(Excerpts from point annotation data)
__________

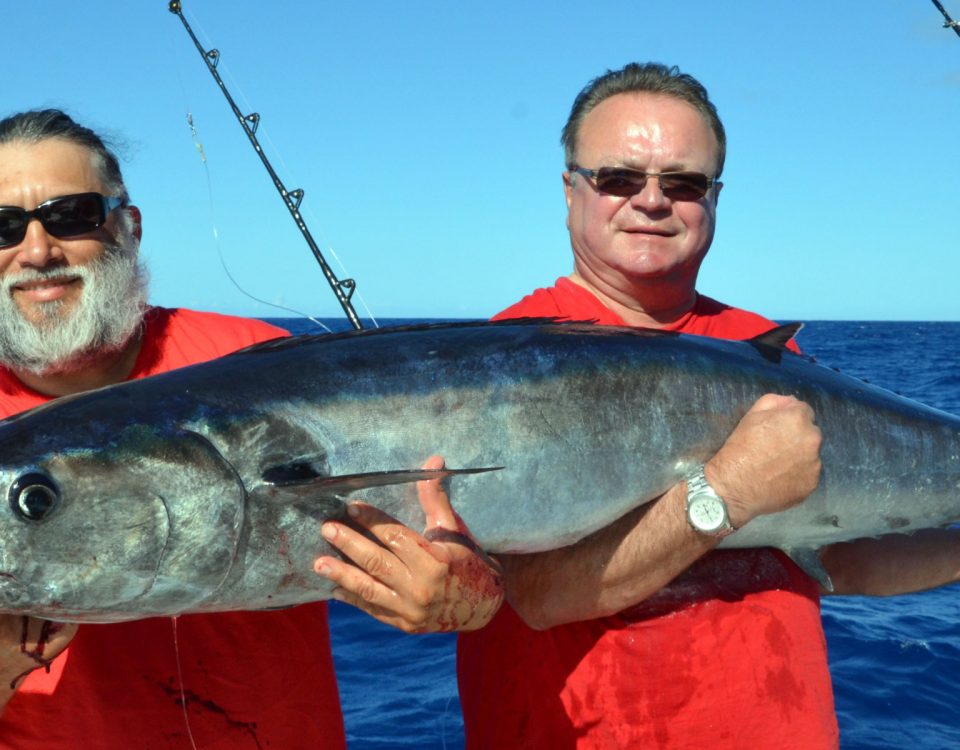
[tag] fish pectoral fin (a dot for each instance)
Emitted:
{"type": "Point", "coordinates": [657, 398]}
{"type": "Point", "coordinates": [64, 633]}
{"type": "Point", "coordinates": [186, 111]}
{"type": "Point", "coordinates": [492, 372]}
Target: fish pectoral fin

__________

Can you update the material above by replacing "pectoral fin" with "side fin" wherever it occurs, with everything else left unchanged? Omit the pictures from your answer.

[tag] fish side fin (a dot for each instance)
Emitted:
{"type": "Point", "coordinates": [657, 398]}
{"type": "Point", "coordinates": [64, 633]}
{"type": "Point", "coordinates": [186, 111]}
{"type": "Point", "coordinates": [492, 372]}
Target: fish side fin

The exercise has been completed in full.